▶ _ЗАДАНИЕ A_:
Переведите на английский язык предложение из фрагмента страницы ниже: «Президентская сторона не давала команды открывать огонь».

Добавить в цитаты Настройки чтения

Страница 7 из 14



Ни одной огнестрельной раны не было ни у кого из толпы. Президентская сторона не давала команды открывать огонь. У каждого свои воспоминания, и это понятно. Один был здесь, другой был там. Но все же это можно проверить. Поэтому мне было смешно слушать некоторых участников этих событий, которые помнят только свое и считают, что то, что они помнят, и было на самом деле. Они хотя бы поинтересовались, что в это время происходило в другом месте! И когда говорят о том, что Александр Владимирович Руцкой отправлял людей на штурм Останкино в ответ на атаку Кремля – нам говорят неправду. 3 октября, когда в 15 или в 16 часов Александр Владимирович с балкона говорил про штурм, никаких движений войск не было, а был захват мэрии. И депутат Моссовета Александр Павлович Брагинский стал инвалидом, потом умер от побоев. Это тоже известно – достаточно составить подробную и точную хронологию. Я здесь бы согласился с покойным контр-адмиралом Геннадием Захаровым, во время тех событий помощником начальника службы безопасности президента. У нас отношения с ним были непростые, но я должен согласиться с одной его фразой о том, что, к сожалению, только так было остановлено это начинавшееся гигантское кровопролитие.

▶ _ЗАДАНИЕ B_:
Преобразуйте в таблицу Markdown с колонками «№» и «Строка» записи ниже, начиная с их первой строки и заканчивая строкой с "[[287, 169]]" включительно. Картинки в таблицу не включайте, пустые строки пропустите.

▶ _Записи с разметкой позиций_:
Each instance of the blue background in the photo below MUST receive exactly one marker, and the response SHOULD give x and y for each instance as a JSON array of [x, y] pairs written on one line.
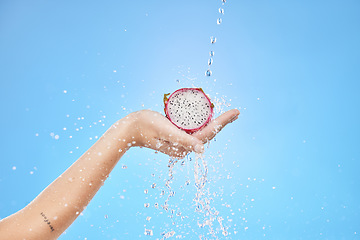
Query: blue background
[[287, 169]]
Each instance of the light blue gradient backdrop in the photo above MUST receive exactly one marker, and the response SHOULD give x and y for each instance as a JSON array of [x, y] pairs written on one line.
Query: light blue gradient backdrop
[[291, 67]]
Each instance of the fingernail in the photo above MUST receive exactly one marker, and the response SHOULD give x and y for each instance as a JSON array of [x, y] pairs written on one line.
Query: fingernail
[[234, 118], [199, 148]]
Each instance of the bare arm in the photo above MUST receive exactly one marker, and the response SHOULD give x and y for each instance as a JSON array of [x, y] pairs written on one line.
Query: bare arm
[[57, 207]]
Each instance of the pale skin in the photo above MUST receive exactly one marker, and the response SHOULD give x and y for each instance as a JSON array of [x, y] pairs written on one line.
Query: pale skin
[[57, 207]]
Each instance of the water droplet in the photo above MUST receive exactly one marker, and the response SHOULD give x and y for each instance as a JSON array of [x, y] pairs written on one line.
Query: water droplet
[[208, 73], [210, 61]]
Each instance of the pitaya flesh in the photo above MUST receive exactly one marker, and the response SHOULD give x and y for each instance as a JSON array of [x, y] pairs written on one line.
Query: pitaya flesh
[[190, 109]]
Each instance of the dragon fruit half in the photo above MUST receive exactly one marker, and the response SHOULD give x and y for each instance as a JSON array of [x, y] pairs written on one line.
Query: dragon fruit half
[[188, 108]]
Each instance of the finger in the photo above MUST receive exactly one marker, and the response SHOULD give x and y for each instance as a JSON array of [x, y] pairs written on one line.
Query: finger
[[178, 137], [215, 126]]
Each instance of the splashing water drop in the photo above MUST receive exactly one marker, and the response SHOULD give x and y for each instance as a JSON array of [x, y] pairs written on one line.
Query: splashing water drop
[[148, 232], [208, 73]]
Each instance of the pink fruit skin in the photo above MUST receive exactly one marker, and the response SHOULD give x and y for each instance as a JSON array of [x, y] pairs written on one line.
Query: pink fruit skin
[[190, 131]]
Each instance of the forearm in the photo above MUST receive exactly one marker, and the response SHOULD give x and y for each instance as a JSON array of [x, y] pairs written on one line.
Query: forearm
[[62, 201]]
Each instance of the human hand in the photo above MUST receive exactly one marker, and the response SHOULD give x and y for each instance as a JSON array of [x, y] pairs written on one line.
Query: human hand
[[152, 130]]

▶ _РЕШЕНИЕ A_:
The presidential side gave no order to open fire.

▶ _РЕШЕНИЕ B_:
| № | Строка |
|---|---|
| 1 | Each instance of the blue background in the photo below MUST receive exactly one marker, and the response SHOULD give x and y for each instance as a JSON array of [x, y] pairs written on one line. |
| 2 | Query: blue background |
| 3 | [[287, 169]] |